__WORK TO BE COMPLETED__:
Please return each record exactly as it stands.

+++++

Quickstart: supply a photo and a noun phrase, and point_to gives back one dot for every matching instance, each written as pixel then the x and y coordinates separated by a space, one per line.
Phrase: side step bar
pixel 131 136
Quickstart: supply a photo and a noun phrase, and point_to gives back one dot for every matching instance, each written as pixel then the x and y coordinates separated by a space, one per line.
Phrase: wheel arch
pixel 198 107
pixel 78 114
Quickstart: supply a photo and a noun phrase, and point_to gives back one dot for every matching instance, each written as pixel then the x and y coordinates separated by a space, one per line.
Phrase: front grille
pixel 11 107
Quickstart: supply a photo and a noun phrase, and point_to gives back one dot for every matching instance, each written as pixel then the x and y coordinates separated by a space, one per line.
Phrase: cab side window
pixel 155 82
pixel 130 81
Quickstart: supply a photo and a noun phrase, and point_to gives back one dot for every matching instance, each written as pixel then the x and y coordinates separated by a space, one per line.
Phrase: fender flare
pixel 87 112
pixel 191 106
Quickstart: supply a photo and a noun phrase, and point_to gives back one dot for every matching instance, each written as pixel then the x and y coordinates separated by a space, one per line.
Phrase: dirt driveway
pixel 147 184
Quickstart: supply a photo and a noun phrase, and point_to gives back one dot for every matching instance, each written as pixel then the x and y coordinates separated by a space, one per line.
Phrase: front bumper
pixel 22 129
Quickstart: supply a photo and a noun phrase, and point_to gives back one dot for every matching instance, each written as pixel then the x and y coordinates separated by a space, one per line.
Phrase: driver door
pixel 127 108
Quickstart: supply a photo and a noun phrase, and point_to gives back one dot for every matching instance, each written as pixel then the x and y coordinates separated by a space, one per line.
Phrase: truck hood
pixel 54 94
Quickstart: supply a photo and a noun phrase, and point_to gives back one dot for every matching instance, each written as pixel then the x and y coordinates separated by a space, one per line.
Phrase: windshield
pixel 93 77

+++++

__SOLUTION TO THE EXERCISE__:
Quickstart: supply a photo and a noun phrase, and point_to gives back one dot for every matching instance, each written as pixel then the x and y coordinates separated by a space, one per line.
Phrase: side step bar
pixel 131 136
Quickstart: supply a photo and a noun phrase, and point_to gives back one dot for every matching instance, each written as pixel then the x and y coordinates separated by a space, one per line.
Phrase: wheel arch
pixel 198 107
pixel 78 114
Quickstart: supply a photo and a noun phrase, and point_to gives back one dot for every matching instance, each written as pixel then the x and y coordinates separated by a space, one per line.
Phrase: front grille
pixel 11 107
Quickstart: supply a photo and a noun phrase, and point_to gives back one dot for every matching instance, each written as pixel then the x and y coordinates separated by a space, one per line.
Phrase: cab side window
pixel 155 82
pixel 130 81
Quickstart: supply a photo and a noun phrase, and point_to gives back one dot for every matching instance, each written as pixel then the x and y coordinates separated by a space, one per line.
Phrase: fender flare
pixel 87 112
pixel 191 106
Quickstart: supply a photo and a noun phrase, and point_to gives back one dot for every matching instance, each written as pixel then the x and y coordinates separated by a space, one per line.
Phrase: dirt driveway
pixel 147 184
Quickstart: supply a photo and a noun phrase, and point_to gives back one dot for every matching instance, each written as pixel then the x and y coordinates separated by a space, one per line.
Phrase: front bumper
pixel 22 129
Quickstart: supply a photo and a noun phrase, and point_to gives back one dot for every matching instance, each written as pixel then the x and y coordinates separated by a space, one per line.
Phrase: driver door
pixel 127 108
Quickstart: supply a photo and a noun phrase, and point_to gives back one dot for every matching instance, each written as pixel then the x and y coordinates separated by a space, one per line.
Phrase: truck hood
pixel 54 94
Quickstart: supply a photo and a noun phrase, and point_to gives back one dot for every matching instance, each written as pixel then the x and y coordinates separated by a space, one per line.
Phrase: windshield
pixel 93 77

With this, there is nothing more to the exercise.